== Problem ==
Copy out the passage of the post on importing administrative boundaries for the Philippines from "Why am I against" up to and including "do an import.".
# Selected passage start
OpenStreetMap

Why am I against wholesale import of administrative boundaries from any 3rd party source for the Philippines

Posted by maning on 11 August 2015 in English (English)

Disclaimer: This is specific to the Philippines, not a general OSM issue.

One of the most difficult data to collect in OSM are administrative boundaries (admin_level=*). It defies the on-the-ground rule. One cannot just go out and start surveying admin boundaries with a GPS. On the other hand, we see the importance of having admin boundaries in our database. We can define town/city limits. It improves geocoding. The maps looks nice. Humanitarians need them because they can plan and allocate resources according to administrative jurisdictions during a crisis. The only logical way to have this in OSM is to get them from various sources and do an import.

The most comprehensive source we found for the Philippines is from the freely available GADM. This website has a comprehensive collection administrative boundary data for free down to the smallest administrative units for many countries including the Philippines. Over the years, I tried to track down the provenance of GADM’s PH data. My geo-forensic skills lead me to people saying that the PH dataset originated from our national mapping agency. So, it seems very authoritative, why don’t we just import them? I say NO and here’s why (again, I am pertaining here to the Ph situation, GADM data maybe good in other countries and I have the utmost respect to the maintainers of the site sharing this to the public).

The license is incompatible. Period. End of discussion. Eugene discussed this years ago in our mailinglist.

Even if the license is compatible, the data quality is REALLY bad. Again, from Eugene’s mail to the list, here’s screenshot comparing OSM and GADM boundaries in Quezon City.

qc_gadm

If the above arguments does not dissuade you, consider this story.
# Selected passage end
# Extracted information start
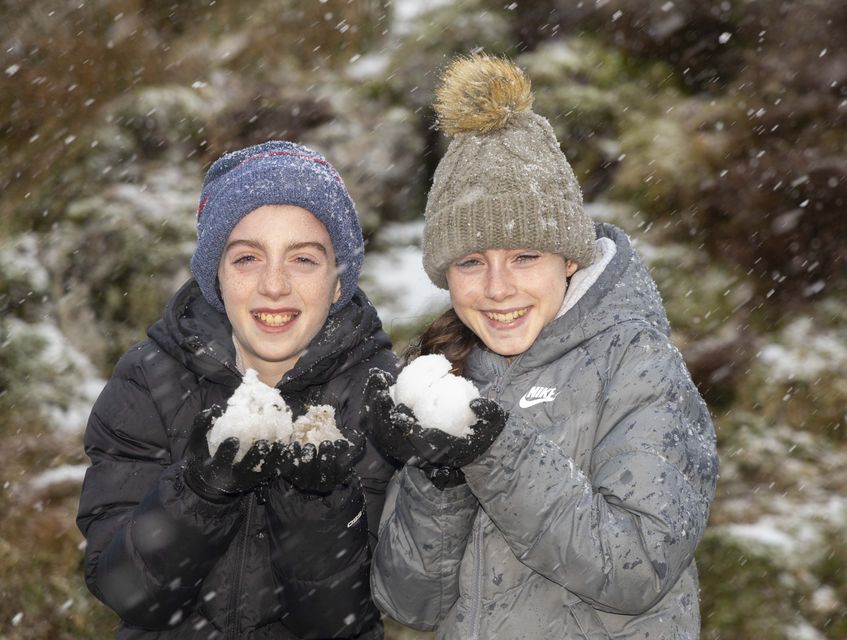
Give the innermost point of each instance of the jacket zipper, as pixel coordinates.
(233, 627)
(476, 611)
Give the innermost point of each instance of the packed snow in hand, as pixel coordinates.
(257, 412)
(254, 412)
(439, 399)
(316, 425)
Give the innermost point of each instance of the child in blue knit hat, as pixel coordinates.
(274, 541)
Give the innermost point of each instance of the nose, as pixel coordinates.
(499, 282)
(275, 281)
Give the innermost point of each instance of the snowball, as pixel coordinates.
(254, 412)
(439, 399)
(316, 426)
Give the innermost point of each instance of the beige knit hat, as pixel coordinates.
(504, 183)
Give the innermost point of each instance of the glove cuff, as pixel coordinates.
(193, 479)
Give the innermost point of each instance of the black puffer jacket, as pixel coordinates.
(173, 565)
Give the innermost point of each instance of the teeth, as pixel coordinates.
(274, 319)
(507, 317)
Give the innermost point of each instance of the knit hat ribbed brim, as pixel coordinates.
(276, 172)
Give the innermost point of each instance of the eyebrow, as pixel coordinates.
(294, 246)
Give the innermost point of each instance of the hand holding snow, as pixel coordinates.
(257, 412)
(439, 399)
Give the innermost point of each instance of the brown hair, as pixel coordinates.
(446, 335)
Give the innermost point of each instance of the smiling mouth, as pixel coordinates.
(274, 319)
(511, 316)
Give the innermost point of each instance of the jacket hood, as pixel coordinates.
(624, 292)
(200, 338)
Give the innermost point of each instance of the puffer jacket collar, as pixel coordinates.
(200, 338)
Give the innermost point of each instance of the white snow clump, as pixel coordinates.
(439, 399)
(257, 412)
(316, 425)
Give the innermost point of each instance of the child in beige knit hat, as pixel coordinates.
(579, 517)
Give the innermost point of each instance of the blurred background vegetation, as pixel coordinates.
(712, 131)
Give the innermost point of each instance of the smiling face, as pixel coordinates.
(278, 279)
(507, 296)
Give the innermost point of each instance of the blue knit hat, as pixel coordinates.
(276, 172)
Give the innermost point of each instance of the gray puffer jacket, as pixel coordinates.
(581, 520)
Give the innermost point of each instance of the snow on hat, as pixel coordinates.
(504, 182)
(276, 172)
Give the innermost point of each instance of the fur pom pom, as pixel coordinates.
(480, 93)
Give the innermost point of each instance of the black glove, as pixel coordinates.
(320, 469)
(397, 433)
(216, 477)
# Extracted information end
== Solution to the exercise ==
Why am I against wholesale import of administrative boundaries from any 3rd party source for the Philippines

Posted by maning on 11 August 2015 in English (English)

Disclaimer: This is specific to the Philippines, not a general OSM issue.

One of the most difficult data to collect in OSM are administrative boundaries (admin_level=*). It defies the on-the-ground rule. One cannot just go out and start surveying admin boundaries with a GPS. On the other hand, we see the importance of having admin boundaries in our database. We can define town/city limits. It improves geocoding. The maps looks nice. Humanitarians need them because they can plan and allocate resources according to administrative jurisdictions during a crisis. The only logical way to have this in OSM is to get them from various sources and do an import.